# Blok Teks:
=====
Peran Forensik dalam Identifikasi Korban Bencana

Identifikasi korban bencana atau korban kejahatan penting dari sisi hukum pidana dan perdata. Data identifikasi primer dan sekunder perlu diberikan ke posko ante mortem.

Saat terjadi bencana seperti  tsunami Aceh, gempa Palopo, hingga terjatuhnya pesawat beberapa waktu lalu, ada ratusan bahkan ribuan orang yang kehilangan anggota keluarganya. Pencarian korban membutuhkan waktu berhari-hari,  sampai berbulan-bulan. Ada korban yang masih utuh, ada yang sulit dikenali karena sudah membusuk atau anggota tubuhnya sudah tidak lengkap. Di sinilah tugas seorang ahli forensik, yaitu mengidentifikasi korban.

Dokter dr. Fitri Ambar Sari, Sp.F, mengatakan dasar hukum indentifikasi terhadap korban bencana adalah Undang-Undang RI tahun 2009 tentang kesehatan, pasal 118. Yang berbunyi,”Mayat yang tidak dikenali harus dilakukan upaya identifikasi.” Kemudian, pada pasal 119 disebutkan bahwa yang bertanggung jawab terhadap usaha identifikasi adalah pemerintah pusat, pemerintah daerah dan masyarakat.
=====
# Data yang Disediakan:
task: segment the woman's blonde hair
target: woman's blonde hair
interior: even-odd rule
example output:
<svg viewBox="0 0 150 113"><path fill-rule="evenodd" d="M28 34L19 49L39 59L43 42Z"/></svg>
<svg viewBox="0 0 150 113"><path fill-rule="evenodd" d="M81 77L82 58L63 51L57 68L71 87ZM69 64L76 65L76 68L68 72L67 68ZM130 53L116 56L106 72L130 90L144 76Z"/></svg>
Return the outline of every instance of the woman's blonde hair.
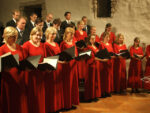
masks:
<svg viewBox="0 0 150 113"><path fill-rule="evenodd" d="M121 34L121 33L119 33L119 34L117 35L117 37L116 37L116 40L115 40L115 43L116 43L116 44L119 44L119 38L120 38L121 36L122 36L123 39L124 39L124 35Z"/></svg>
<svg viewBox="0 0 150 113"><path fill-rule="evenodd" d="M4 29L3 38L4 42L7 42L8 38L15 37L18 38L18 31L14 27L6 27Z"/></svg>
<svg viewBox="0 0 150 113"><path fill-rule="evenodd" d="M45 37L46 39L49 39L49 34L57 33L56 28L54 27L48 27L45 31Z"/></svg>
<svg viewBox="0 0 150 113"><path fill-rule="evenodd" d="M86 45L92 45L91 44L91 42L90 42L90 40L91 40L91 38L96 38L96 35L89 35L89 37L87 38L87 40L86 40Z"/></svg>
<svg viewBox="0 0 150 113"><path fill-rule="evenodd" d="M106 37L106 36L109 36L110 34L108 33L108 32L104 32L103 33L103 36L102 36L102 39L104 40L104 38Z"/></svg>
<svg viewBox="0 0 150 113"><path fill-rule="evenodd" d="M137 42L137 41L140 42L140 38L139 38L139 37L135 37L135 38L134 38L134 43ZM133 44L133 46L134 46L134 44ZM139 47L139 46L140 46L140 45L138 45L138 47Z"/></svg>
<svg viewBox="0 0 150 113"><path fill-rule="evenodd" d="M77 25L84 24L83 20L78 21Z"/></svg>
<svg viewBox="0 0 150 113"><path fill-rule="evenodd" d="M33 38L33 35L35 35L37 32L39 32L41 34L41 37L43 35L43 31L40 27L34 27L32 30L31 30L31 33L30 33L30 40L32 40Z"/></svg>
<svg viewBox="0 0 150 113"><path fill-rule="evenodd" d="M65 29L65 33L64 33L64 36L63 36L63 40L66 40L68 33L74 34L74 33L75 33L75 30L74 30L73 28L71 28L71 27L67 27L67 28Z"/></svg>

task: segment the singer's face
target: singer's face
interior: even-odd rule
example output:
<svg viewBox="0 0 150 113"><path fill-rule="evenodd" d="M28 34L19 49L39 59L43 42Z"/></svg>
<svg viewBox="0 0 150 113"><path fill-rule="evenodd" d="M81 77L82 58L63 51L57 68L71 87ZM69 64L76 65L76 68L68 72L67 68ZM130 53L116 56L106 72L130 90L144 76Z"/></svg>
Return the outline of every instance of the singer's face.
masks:
<svg viewBox="0 0 150 113"><path fill-rule="evenodd" d="M34 43L38 43L38 42L40 42L41 41L41 33L40 32L36 32L36 34L34 34L33 36L32 36L32 41L34 42Z"/></svg>
<svg viewBox="0 0 150 113"><path fill-rule="evenodd" d="M135 46L138 46L139 44L140 44L140 40L134 41L134 45L135 45Z"/></svg>
<svg viewBox="0 0 150 113"><path fill-rule="evenodd" d="M124 41L123 36L120 36L120 37L119 37L119 40L118 40L119 44L123 44L123 41Z"/></svg>
<svg viewBox="0 0 150 113"><path fill-rule="evenodd" d="M12 45L12 44L14 44L14 43L16 42L16 40L17 40L17 37L16 37L16 36L10 36L10 37L7 39L7 43L8 43L9 45Z"/></svg>
<svg viewBox="0 0 150 113"><path fill-rule="evenodd" d="M73 33L68 32L67 35L66 35L67 36L67 40L71 40L73 38L73 35L74 35Z"/></svg>
<svg viewBox="0 0 150 113"><path fill-rule="evenodd" d="M90 42L91 42L91 44L94 44L94 43L95 43L95 37L94 37L94 36L92 36L92 37L90 38Z"/></svg>
<svg viewBox="0 0 150 113"><path fill-rule="evenodd" d="M54 41L56 38L56 33L50 33L49 38L51 39L51 41Z"/></svg>

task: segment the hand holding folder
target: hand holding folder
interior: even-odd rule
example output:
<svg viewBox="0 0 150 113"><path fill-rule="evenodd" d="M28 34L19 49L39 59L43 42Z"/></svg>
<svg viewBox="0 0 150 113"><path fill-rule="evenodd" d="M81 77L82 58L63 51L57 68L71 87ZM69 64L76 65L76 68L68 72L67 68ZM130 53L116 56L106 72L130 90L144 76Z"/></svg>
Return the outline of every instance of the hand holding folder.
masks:
<svg viewBox="0 0 150 113"><path fill-rule="evenodd" d="M56 70L59 56L44 58L43 62L38 65L40 70Z"/></svg>
<svg viewBox="0 0 150 113"><path fill-rule="evenodd" d="M87 50L84 52L80 52L78 56L75 58L76 60L87 59L91 57L91 50Z"/></svg>
<svg viewBox="0 0 150 113"><path fill-rule="evenodd" d="M76 46L77 48L80 48L80 49L85 48L86 47L85 41L84 40L77 41Z"/></svg>
<svg viewBox="0 0 150 113"><path fill-rule="evenodd" d="M26 70L26 69L37 69L39 61L40 61L41 55L37 56L30 56L22 61L20 61L19 68L21 70Z"/></svg>
<svg viewBox="0 0 150 113"><path fill-rule="evenodd" d="M130 58L130 53L128 50L121 50L116 56L121 56L123 58L129 59Z"/></svg>
<svg viewBox="0 0 150 113"><path fill-rule="evenodd" d="M19 55L12 55L10 52L0 56L0 72L9 70L19 65Z"/></svg>
<svg viewBox="0 0 150 113"><path fill-rule="evenodd" d="M144 56L142 56L142 57L140 57L139 55L137 55L137 54L133 54L133 56L135 57L135 58L137 58L137 59L139 59L139 60L142 60L144 57L145 57L145 55Z"/></svg>
<svg viewBox="0 0 150 113"><path fill-rule="evenodd" d="M100 58L100 59L111 59L110 53L108 52L108 50L106 48L99 50L95 54L95 57Z"/></svg>
<svg viewBox="0 0 150 113"><path fill-rule="evenodd" d="M73 58L75 58L75 46L62 51L58 55L59 55L59 60L60 61L70 61L70 60L72 60Z"/></svg>

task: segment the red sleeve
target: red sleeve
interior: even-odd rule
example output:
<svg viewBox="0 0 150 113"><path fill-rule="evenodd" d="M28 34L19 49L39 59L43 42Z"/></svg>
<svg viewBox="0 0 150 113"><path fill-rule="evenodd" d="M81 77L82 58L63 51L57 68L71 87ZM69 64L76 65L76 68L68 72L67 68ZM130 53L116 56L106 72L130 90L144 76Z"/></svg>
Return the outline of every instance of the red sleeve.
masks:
=====
# Petunjuk:
• 1. Jawablah pertanyaan berikut berdasarkan teks tentang identifikasi korban bencana.
(a) Ke posko mana data identifikasi primer dan sekunder perlu diberikan?
(b) Berapa lama pencarian korban bisa berlangsung?
(c) Menurut pasal 119, siapa yang bertanggung jawab terhadap usaha identifikasi?
• 2. Salin persis bagian teks tentang identifikasi korban bencana, mulai dari "Identifikasi korban bencana atau" dan berlanjut sampai "yaitu mengidentifikasi korban.".

# Jawaban per Tugas:
• 1.
(a) Ke posko ante mortem.
(b) Berhari-hari sampai berbulan-bulan.
(c) Pemerintah pusat, pemerintah daerah dan masyarakat.

• 2.
Identifikasi korban bencana atau korban kejahatan penting dari sisi hukum pidana dan perdata. Data identifikasi primer dan sekunder perlu diberikan ke posko ante mortem.

Saat terjadi bencana seperti  tsunami Aceh, gempa Palopo, hingga terjatuhnya pesawat beberapa waktu lalu, ada ratusan bahkan ribuan orang yang kehilangan anggota keluarganya. Pencarian korban membutuhkan waktu berhari-hari,  sampai berbulan-bulan. Ada korban yang masih utuh, ada yang sulit dikenali karena sudah membusuk atau anggota tubuhnya sudah tidak lengkap. Di sinilah tugas seorang ahli forensik, yaitu mengidentifikasi korban.